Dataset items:
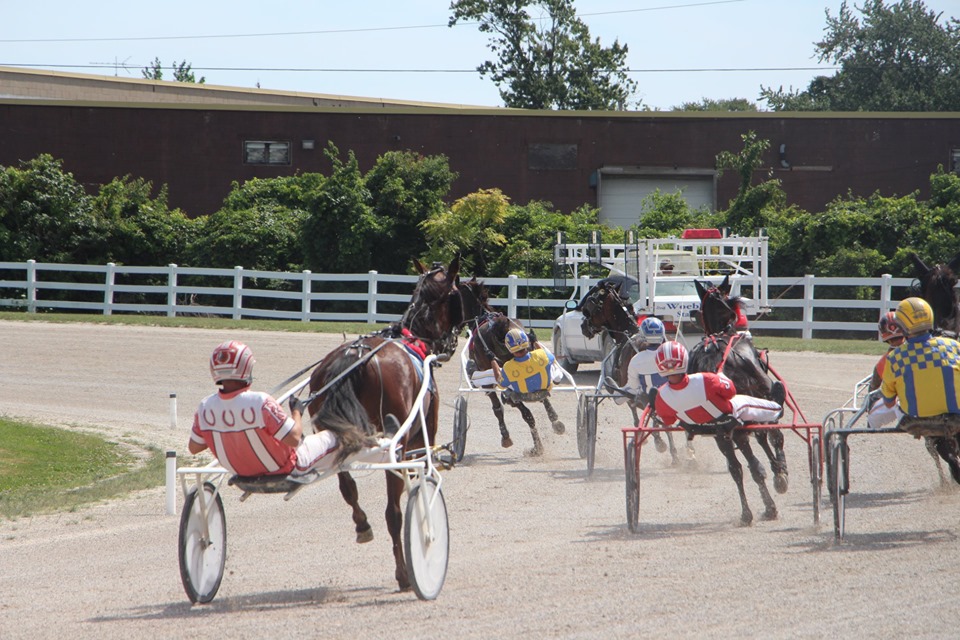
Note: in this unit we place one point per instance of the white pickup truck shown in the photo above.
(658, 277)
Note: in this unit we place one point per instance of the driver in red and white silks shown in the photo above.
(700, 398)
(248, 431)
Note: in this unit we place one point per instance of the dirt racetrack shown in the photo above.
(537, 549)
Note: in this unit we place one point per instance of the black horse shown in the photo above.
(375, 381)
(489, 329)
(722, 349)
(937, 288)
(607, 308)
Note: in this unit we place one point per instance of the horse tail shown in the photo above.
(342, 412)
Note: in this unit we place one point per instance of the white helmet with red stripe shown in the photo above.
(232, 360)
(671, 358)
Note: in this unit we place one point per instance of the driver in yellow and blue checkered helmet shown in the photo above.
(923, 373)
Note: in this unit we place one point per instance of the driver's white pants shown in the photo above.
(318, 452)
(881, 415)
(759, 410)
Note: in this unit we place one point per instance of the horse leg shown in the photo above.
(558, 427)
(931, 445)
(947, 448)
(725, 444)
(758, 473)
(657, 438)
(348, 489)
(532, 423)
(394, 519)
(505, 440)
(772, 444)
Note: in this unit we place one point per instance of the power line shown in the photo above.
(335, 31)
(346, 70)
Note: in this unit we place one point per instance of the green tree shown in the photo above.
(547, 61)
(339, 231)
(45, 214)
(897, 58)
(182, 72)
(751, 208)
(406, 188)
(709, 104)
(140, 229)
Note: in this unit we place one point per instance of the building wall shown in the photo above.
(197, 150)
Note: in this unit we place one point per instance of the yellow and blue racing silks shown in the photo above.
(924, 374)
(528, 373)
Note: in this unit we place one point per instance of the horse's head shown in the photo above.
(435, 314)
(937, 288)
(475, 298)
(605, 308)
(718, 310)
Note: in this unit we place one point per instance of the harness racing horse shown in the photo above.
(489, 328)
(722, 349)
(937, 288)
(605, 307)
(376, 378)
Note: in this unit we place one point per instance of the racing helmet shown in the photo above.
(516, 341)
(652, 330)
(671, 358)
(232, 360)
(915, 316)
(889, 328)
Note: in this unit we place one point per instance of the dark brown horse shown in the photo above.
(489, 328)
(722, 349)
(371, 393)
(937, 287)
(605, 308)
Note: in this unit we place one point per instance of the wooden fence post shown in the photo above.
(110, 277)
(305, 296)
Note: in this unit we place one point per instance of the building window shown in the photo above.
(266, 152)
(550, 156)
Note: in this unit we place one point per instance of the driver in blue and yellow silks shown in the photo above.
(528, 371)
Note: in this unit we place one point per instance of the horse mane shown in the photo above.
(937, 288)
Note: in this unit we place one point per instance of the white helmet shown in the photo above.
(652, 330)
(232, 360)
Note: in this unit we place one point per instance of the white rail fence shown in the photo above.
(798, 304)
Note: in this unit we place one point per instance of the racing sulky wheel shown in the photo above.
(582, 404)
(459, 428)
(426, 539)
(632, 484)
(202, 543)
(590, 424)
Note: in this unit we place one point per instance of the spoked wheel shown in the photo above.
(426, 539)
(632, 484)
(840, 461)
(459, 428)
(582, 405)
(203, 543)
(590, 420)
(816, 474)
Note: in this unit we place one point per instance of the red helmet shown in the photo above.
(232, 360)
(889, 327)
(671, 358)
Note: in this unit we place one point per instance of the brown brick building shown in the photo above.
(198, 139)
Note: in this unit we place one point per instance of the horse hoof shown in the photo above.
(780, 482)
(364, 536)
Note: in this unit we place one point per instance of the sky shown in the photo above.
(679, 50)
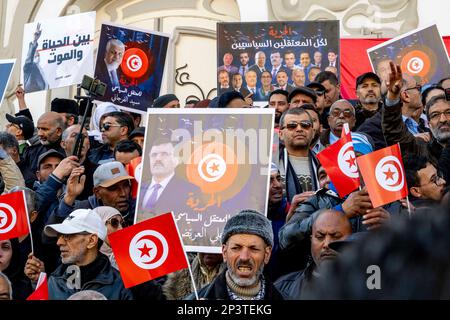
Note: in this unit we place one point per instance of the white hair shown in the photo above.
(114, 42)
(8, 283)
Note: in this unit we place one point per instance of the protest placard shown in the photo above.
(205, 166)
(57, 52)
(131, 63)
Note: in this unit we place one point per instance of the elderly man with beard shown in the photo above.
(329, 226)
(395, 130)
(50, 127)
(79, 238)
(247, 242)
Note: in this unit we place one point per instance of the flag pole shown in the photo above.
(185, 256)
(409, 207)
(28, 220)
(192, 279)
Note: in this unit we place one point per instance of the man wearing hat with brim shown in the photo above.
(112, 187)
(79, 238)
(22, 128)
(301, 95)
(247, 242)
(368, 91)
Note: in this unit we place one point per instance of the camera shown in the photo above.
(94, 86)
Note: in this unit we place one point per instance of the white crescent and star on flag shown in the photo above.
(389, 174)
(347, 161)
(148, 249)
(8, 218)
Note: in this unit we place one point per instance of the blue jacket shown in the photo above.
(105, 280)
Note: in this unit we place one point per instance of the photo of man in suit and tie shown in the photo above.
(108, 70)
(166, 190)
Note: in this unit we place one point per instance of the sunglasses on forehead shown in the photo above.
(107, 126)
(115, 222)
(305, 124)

> [Task goal] Give back the entries above exactly as they stand. Leave the images out.

> [Result of this task]
Note: in this unit we place one point per instance of the white pickup truck shown in the photo above.
(658, 277)
Note: in this unit we place one point per instance of the driver in red and white silks shown in the photo above.
(700, 398)
(248, 431)
Note: in this unit we place one point per instance of the dirt racetrack shown in the photo above.
(537, 549)
Note: in this unit we place one point per instance of the black horse shown in the photo above.
(375, 381)
(489, 329)
(722, 349)
(937, 288)
(607, 308)
Note: in this unit we place one point per instance of the horse tail shown in the photo above.
(342, 412)
Note: in this unit we place one point per instance of the white helmet with red stripe shown in the photo above.
(232, 360)
(671, 358)
Note: in this unit we place one point per instance of the driver in yellow and blue checkered helmet shown in the photo above.
(923, 373)
Note: in this unit we place one point per instance of the driver's white pants shown in the photo above.
(318, 452)
(881, 415)
(759, 410)
Note: in this unit we place one point per instance of the horse leg shown in the photo above.
(558, 427)
(931, 445)
(947, 448)
(725, 444)
(758, 473)
(657, 438)
(348, 489)
(532, 423)
(394, 519)
(505, 440)
(772, 444)
Note: in this unit we place one point per instance of the power line shown in the photo above.
(335, 31)
(346, 70)
Note: in this unit we place one point per instance of the green tree shown in the photo above.
(547, 61)
(339, 231)
(45, 214)
(897, 58)
(182, 72)
(751, 208)
(406, 188)
(709, 104)
(140, 229)
Note: in this unit we place one point per instance of the building wall shown in the photo above.
(197, 150)
Note: in this unit we place one point per instance of the yellow and blue racing silks shown in the photo above.
(924, 374)
(528, 373)
Note: in this unit we place one point per instance of the horse's head shown in the photo above.
(435, 314)
(937, 288)
(475, 298)
(605, 308)
(718, 310)
Note: in this unit we place one point per instance of the harness racing horse shown in the photo above.
(489, 328)
(722, 349)
(937, 288)
(605, 307)
(376, 378)
Note: in this unit we place one point per instance of the racing helmet shown in the photo above.
(516, 341)
(652, 330)
(671, 358)
(232, 360)
(915, 316)
(889, 328)
Note: in this unit we place one point per instance of the dark brown horse shown in the photo above.
(489, 328)
(722, 349)
(371, 393)
(937, 287)
(605, 308)
Note: in this unit we place one point per instance of the wooden fence post shown in the photo above.
(110, 277)
(305, 296)
Note: in this unit we place one point per instance of the building window shown in the photo above.
(266, 152)
(550, 156)
Note: in this unit we place one point per instance of the driver in blue and yellow silks shown in the photo above.
(528, 371)
Note: in this unit we place one point per instance of the horse mane shown in the photo above.
(937, 288)
Note: in this unit we place one point per instance of the white helmet shown in the photo above.
(652, 330)
(232, 360)
Note: in this unit we place one point per instance of the white rail fence shown in the photo above.
(798, 304)
Note: in this unit we place one point per instance of the racing sulky wheel shown in the photo above.
(582, 404)
(459, 428)
(426, 539)
(632, 484)
(202, 543)
(590, 424)
Note: in this unit we place one point per instance of the spoked wheel shown in the photo above.
(426, 539)
(632, 484)
(840, 461)
(459, 428)
(582, 405)
(203, 543)
(590, 420)
(816, 474)
Note: in this unit we place one point per instance of the red helmet shown in the photo above.
(232, 360)
(889, 327)
(671, 358)
Note: in this unit we place one point per instance of the brown brick building shown in the photo above.
(198, 139)
Note: in this unit we place one point per instance of the horse hoof shown in the photo above.
(780, 482)
(364, 536)
Note: in this unit we place one point per instance of the sky shown in the photo above.
(679, 50)
Note: in this unit we place one point per instance of the white hair shown in the photo above.
(114, 42)
(8, 283)
Note: in this unit we place one point per instance of the protest placard shown in the photo above.
(205, 166)
(57, 52)
(131, 63)
Note: in this unit we place one point per instance of the elderly man with beard shown in the photo above.
(329, 226)
(395, 130)
(50, 127)
(79, 238)
(247, 242)
Note: in this unit we place one point per instance of the flag pole shown in the photo above.
(185, 256)
(409, 207)
(28, 220)
(192, 279)
Note: in this unit we place one point per instance of the man wearing hat with brim shown in the photo above.
(112, 187)
(79, 238)
(22, 128)
(301, 95)
(247, 242)
(368, 91)
Note: in this unit we place one point per instance of the camera shown in the photo above.
(94, 86)
Note: in this unit we place one point per instance of the white crescent and star on flag shown in the photo above.
(389, 174)
(347, 161)
(148, 249)
(8, 218)
Note: in this unit we place one point per instance of the blue jacket shown in the photo above.
(105, 280)
Note: in this unit we place one point per instance of the photo of man in suit and tie shown in the photo above.
(108, 70)
(166, 190)
Note: in this unit we place one point per instance of the sunglasses on forehead shown in the photo above.
(107, 126)
(115, 222)
(305, 124)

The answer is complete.